Poca gente pasó por el extinto siglo XX con tanto morro, tanto desparpajo, tanta cara, como La Bestia 666, el enigmático follador místico, embaucador atlético, alpinista poético, yogui espasmódico, fundador de sectas descocadas, drogadicto predicador del “Haz lo que quieras”, visionario iluminado en pos de la vulva de su Mujer Escarlata.
Creador de la O.T.O. e inspirador de la novela “El Mago” de W. Somerset Maugham, Aleister Crowley epató, horrorizó y ridiculizó a la sociedad victoriana en una época convulsa y sembrada de iluminados ocultistas e ideólogos.
¿Qué era en definitiva la Nueva Era ? ¿El reino anunciado de los nigromantes postcristianos? ¿El advenimiento del comunismo como redención solidaria para la Humanidad? ¿La institución de un Nuevo Orden que pusiera por fin a cada uno en su sitio y a los judíos en un cenicero?
Crowley fue criticado y denostado en su tiempo. Y como reacción, unas décadas después se tendió a rescatarlo de su relegado infierno particular, otorgándole un aura de astrólogo libertario y libertino simpático.
Crowley no fue de ninguna manera un personaje asequible o simpático, salvo para unos pocos iniciados, a los que castigó igualmente con su egoísmo desmedido e histriónico.
Hay que reconocerle, no obstante, cierta originalidad en algunos de sus escritos y doctrinas mágicas.
El Aeón de Horus no ha hecho más que empezar … ¡Quién sabe si no será celebrado un día como el Mesías que trató, en vano, de indicarnos el camino apropiado para llegar con pie derecho a la orilla más bestia del Apocalipsis!

■ ■ ■ ■ ■ ■ ■

En qué consiste>
Responde según el texto sobre Crowley:
1. ¿Con qué apodo se nombra a Crowley en la primera frase?
2. ¿Qué novela de W. Somerset Maugham inspiró?
3. ¿Qué aura se le otorgó unas décadas después de su tiempo?
Las entradas guardadas son material independiente del texto.

(Entradas guardadas)
■ ■ ■ ■ ■ ■ ■

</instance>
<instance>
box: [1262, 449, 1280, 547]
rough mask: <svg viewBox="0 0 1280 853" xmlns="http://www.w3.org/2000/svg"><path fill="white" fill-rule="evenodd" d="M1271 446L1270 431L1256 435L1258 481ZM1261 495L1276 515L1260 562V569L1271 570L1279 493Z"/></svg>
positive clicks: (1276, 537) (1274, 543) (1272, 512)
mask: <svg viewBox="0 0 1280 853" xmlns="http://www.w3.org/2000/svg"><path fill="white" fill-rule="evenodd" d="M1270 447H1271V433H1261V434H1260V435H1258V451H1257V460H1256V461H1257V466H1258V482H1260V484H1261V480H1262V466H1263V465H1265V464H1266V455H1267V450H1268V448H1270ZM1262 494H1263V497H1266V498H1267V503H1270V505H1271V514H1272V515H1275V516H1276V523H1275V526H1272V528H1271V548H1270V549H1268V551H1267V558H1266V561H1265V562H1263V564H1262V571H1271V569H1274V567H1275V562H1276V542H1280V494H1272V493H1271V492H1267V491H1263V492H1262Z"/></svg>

■ ■ ■ ■ ■ ■ ■

Resultado>
1. La Bestia 666.
2. "El Mago".
3. Un aura de astrólogo libertario y libertino simpático.